**TASK**
Summarize the passage on physical punishment of children in exactly two sentences.

The strength and consistency of the finding that physical punishment harms children imply that approaches to reduce caregivers’ use of physical punishment and to increase alternative, non-violent methods to modify children’s behavior and support their development are needed in Colombia and elsewhere (see Durrant, 2016; Sege, Siegel, & Council on Child Abuse and Neglect and the Committee on Psychosocial Aspects of Child and Family Health, 2018). More than 50 countries worldwide have implemented legal bans on physical punishment as a means of educating their citizens about the potential harms of physical punishment and thereby reducing its use over time (Global Initiative to End Corporal Punishment of Children, 2019). Colombia, a nation where children’s exposure to domestic and community violence is dramatically high (Save the Children, 2017), is not one of these countries. Moving forward, countries like Colombia may consider such bans as one means of discouraging physical punishment and encouraging more positive disciplinary techniques (Lansford et al., 2017).

**Collected data**
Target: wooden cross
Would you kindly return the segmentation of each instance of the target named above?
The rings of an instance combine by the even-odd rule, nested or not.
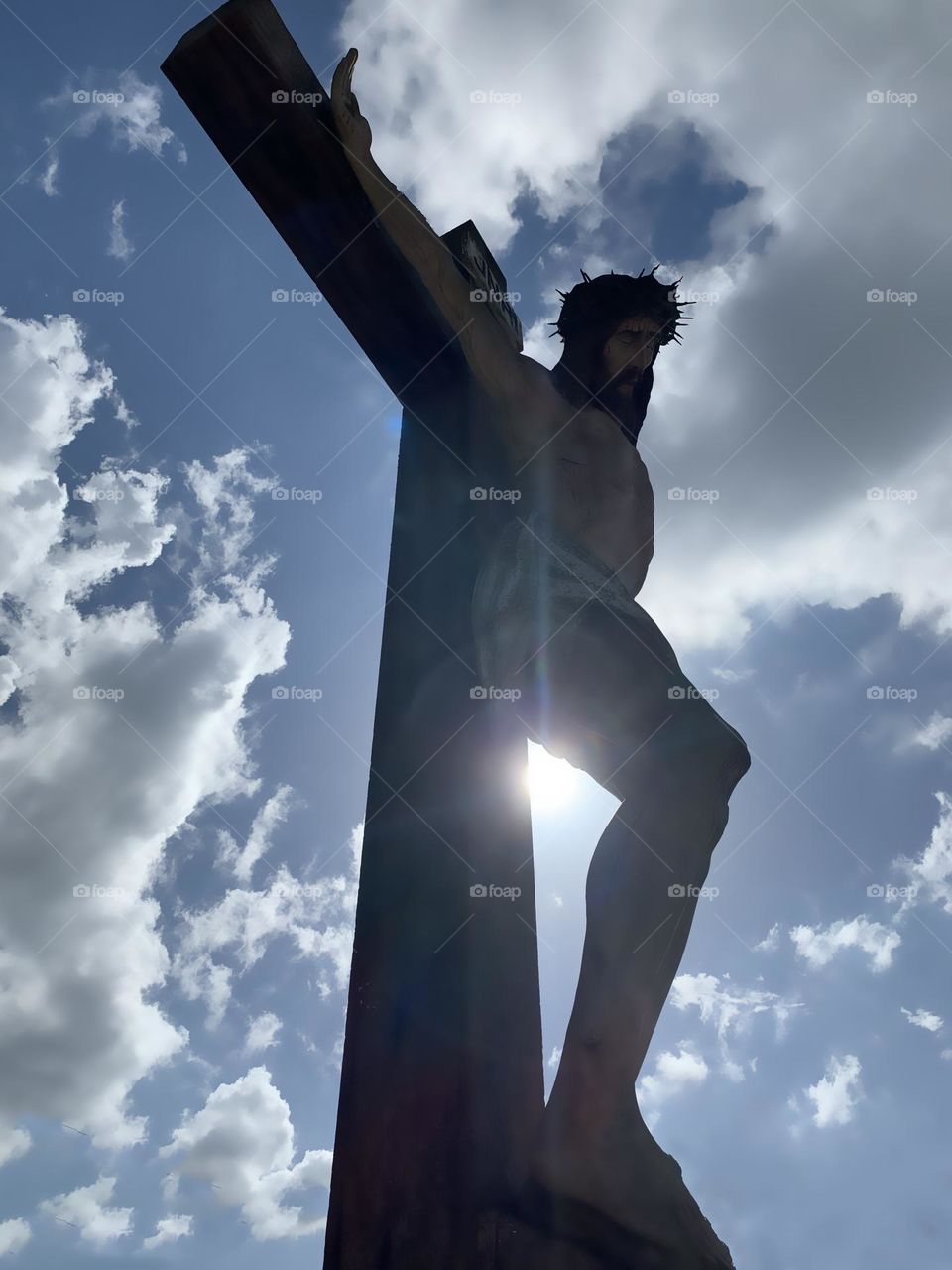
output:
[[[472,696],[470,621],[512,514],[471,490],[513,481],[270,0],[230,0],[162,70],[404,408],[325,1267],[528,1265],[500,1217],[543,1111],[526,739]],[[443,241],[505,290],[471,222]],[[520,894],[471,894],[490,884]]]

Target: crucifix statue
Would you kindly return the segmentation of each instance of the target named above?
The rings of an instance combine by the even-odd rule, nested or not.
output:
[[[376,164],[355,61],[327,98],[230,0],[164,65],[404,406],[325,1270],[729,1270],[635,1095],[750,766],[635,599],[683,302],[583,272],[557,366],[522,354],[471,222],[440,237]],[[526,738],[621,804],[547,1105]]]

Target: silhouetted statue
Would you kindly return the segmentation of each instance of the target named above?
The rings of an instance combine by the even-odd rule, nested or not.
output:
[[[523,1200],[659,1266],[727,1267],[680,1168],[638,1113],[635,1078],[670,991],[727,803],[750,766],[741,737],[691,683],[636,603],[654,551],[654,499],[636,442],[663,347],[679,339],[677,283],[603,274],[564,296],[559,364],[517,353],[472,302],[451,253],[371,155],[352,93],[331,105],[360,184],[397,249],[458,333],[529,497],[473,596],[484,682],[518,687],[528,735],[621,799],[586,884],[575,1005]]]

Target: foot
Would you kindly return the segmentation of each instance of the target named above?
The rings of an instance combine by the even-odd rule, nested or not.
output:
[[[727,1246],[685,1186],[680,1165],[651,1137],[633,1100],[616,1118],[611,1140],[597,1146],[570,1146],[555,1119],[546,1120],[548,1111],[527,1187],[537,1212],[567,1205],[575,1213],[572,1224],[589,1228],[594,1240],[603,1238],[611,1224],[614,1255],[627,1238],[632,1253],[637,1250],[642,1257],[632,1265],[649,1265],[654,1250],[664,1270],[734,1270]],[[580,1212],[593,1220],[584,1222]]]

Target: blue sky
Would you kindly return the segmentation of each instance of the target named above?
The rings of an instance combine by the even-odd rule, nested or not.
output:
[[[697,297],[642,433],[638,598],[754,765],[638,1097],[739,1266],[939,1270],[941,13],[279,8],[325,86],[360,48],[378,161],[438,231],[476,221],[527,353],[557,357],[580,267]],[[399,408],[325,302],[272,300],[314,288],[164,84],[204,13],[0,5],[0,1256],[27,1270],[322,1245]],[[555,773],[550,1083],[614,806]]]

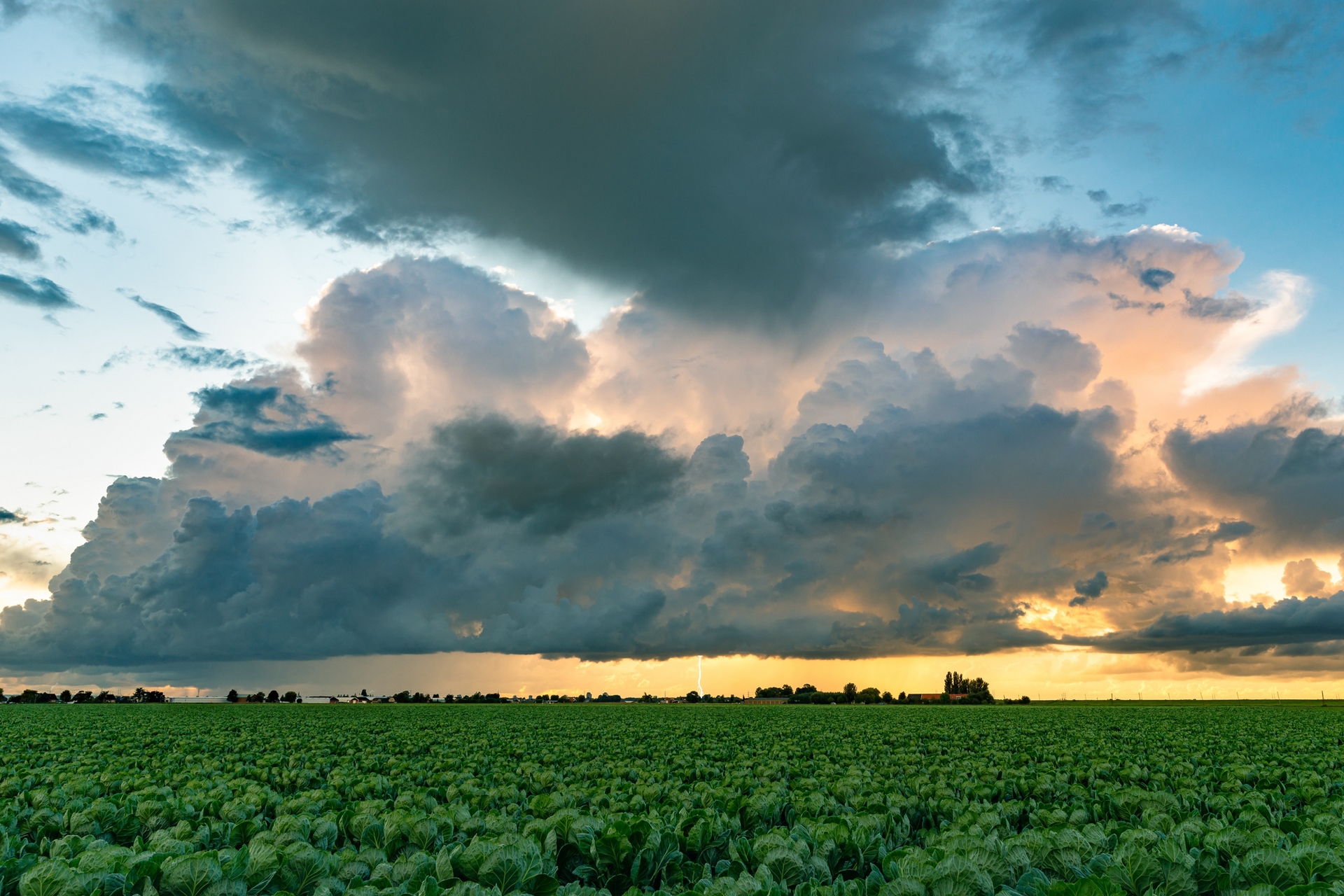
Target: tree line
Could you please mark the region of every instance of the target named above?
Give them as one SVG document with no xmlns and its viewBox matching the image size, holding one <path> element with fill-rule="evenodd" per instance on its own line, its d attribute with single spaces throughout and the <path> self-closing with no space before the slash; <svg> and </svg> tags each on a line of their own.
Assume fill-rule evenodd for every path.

--

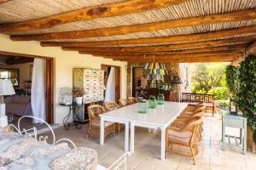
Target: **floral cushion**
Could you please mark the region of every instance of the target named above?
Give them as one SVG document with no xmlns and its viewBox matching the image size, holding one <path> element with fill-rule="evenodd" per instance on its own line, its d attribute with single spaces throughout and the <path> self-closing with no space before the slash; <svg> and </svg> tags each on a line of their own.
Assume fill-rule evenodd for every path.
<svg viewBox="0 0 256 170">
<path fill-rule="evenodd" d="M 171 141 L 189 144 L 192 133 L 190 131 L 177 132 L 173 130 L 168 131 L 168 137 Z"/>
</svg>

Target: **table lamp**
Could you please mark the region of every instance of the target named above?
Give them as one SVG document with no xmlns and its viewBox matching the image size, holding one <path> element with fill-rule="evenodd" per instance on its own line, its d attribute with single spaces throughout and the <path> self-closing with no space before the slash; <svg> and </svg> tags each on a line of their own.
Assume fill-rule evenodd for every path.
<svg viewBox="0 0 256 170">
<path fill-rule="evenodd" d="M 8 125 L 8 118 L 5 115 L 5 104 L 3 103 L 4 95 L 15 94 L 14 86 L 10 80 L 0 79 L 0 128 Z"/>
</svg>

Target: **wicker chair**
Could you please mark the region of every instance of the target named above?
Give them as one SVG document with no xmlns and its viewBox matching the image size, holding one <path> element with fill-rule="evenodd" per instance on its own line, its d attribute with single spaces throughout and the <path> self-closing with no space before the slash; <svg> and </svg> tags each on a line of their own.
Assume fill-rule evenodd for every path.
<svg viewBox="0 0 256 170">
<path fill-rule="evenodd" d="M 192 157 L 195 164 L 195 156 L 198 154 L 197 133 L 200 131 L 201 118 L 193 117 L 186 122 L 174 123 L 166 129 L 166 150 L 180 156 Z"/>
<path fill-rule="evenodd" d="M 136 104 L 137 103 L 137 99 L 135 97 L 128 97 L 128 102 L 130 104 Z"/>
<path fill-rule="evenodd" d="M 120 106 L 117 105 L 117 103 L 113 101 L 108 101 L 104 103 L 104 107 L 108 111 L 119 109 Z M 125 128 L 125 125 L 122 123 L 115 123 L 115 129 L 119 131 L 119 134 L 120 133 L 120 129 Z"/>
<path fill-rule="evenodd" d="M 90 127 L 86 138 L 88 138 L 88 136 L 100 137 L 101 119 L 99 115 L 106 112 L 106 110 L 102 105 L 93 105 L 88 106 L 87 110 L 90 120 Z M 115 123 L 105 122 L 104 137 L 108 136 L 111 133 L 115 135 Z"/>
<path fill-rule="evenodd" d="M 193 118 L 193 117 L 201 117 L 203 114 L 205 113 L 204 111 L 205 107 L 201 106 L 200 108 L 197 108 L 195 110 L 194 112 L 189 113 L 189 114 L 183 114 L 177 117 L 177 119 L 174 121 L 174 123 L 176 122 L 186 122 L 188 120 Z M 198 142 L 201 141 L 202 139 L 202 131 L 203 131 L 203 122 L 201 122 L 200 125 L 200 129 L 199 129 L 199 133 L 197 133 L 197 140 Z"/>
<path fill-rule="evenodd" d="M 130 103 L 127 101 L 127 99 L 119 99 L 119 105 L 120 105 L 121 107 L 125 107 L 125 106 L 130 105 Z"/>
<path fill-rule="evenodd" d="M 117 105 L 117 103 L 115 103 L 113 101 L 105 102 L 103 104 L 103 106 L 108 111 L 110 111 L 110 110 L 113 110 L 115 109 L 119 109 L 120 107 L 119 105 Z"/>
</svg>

**RESPONSE BOX**
Because physical punishment consistently harms children, Colombia and other countries need approaches that reduce caregivers' use of it and increase non-violent methods for shaping children's behavior and supporting their development. More than 50 countries have legally banned physical punishment to educate citizens about its harms, but Colombia, where children's exposure to violence is dramatically high, has not, and it may consider such a ban.